** start of Listed entries **
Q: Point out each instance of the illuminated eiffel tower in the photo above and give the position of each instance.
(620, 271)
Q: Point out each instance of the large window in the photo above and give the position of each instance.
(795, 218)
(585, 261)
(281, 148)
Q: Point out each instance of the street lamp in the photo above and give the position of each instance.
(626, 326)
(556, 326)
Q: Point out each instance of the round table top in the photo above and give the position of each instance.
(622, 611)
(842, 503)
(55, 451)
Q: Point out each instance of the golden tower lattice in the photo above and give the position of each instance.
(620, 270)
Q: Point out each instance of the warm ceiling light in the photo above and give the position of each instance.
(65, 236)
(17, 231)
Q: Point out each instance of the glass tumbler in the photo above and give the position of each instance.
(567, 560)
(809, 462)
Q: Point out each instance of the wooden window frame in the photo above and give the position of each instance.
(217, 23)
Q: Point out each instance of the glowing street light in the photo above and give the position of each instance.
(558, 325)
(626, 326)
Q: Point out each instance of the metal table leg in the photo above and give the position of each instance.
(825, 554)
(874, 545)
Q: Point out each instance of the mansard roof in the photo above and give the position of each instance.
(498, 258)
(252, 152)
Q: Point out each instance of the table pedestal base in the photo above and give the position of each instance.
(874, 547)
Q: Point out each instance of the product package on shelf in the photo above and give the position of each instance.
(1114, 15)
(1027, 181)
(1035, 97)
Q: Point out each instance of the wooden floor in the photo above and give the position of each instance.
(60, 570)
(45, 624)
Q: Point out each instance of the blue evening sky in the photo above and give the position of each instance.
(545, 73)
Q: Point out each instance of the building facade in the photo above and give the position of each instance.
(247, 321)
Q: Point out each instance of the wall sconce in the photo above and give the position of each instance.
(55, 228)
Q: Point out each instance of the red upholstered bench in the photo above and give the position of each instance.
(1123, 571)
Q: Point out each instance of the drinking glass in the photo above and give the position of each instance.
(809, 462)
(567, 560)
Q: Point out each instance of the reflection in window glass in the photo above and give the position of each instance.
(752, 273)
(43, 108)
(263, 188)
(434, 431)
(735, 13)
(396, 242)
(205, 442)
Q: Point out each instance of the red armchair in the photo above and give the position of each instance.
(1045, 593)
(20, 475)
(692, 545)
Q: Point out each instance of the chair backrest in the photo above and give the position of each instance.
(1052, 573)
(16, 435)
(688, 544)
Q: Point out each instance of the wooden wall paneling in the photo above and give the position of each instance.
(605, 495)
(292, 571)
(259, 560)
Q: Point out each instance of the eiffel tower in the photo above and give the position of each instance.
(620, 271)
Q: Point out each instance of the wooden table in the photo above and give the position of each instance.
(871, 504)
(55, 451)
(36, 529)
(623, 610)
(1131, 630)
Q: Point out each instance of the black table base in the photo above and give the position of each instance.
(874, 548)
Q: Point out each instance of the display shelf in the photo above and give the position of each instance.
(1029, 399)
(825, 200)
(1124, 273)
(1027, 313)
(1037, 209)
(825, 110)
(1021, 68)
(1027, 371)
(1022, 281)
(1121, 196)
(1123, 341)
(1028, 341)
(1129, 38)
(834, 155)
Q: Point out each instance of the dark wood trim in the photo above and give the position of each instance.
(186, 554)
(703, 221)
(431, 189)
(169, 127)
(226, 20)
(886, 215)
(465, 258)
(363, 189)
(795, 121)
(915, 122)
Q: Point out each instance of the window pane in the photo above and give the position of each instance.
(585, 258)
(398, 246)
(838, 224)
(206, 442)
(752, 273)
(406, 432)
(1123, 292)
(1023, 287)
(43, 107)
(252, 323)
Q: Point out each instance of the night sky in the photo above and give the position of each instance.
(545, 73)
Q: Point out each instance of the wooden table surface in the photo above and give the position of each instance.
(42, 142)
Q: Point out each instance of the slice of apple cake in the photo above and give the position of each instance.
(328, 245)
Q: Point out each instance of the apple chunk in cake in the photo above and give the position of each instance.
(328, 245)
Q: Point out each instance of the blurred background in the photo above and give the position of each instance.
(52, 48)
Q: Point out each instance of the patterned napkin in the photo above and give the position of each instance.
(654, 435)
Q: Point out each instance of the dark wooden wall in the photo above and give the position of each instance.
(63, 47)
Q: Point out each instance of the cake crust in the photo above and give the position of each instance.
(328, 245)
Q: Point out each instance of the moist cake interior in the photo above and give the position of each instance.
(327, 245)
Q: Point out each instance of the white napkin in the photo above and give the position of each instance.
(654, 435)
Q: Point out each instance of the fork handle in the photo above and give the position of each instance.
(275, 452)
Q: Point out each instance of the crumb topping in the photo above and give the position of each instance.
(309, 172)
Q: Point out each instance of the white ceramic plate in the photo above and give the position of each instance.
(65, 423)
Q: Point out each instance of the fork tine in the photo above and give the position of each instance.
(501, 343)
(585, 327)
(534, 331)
** end of Listed entries **
Work to complete :: Copy the records above word for word, starting at the line containing "Q: Point out each instance of the dark wooden" and continuing through the last line of the records, both ends included.

Answer in full ::
Q: Point out each instance of the dark wooden wall in the photo above and give the position of each instance.
(63, 47)
Q: Point out each instance of the cake crust in the photo above and give the position of each instance.
(328, 245)
Q: Point out each instance of the moist cake interior in the photo above and give the position of each instance.
(327, 245)
Q: Point out each instance of the white napkin in the photo above and give the position of each instance.
(654, 435)
Q: Point out each instance of the fork handle in the photo above and give the position of each instance.
(275, 452)
Q: Point out each instance of the crumb topping in the photo above and give the position of each instance.
(309, 172)
Q: Point out each instance of the white ceramic plate in the photo above and give the position of each instance.
(65, 423)
Q: Point out each instance of the fork tine in the photo above and give the position of each instance.
(501, 343)
(585, 327)
(534, 331)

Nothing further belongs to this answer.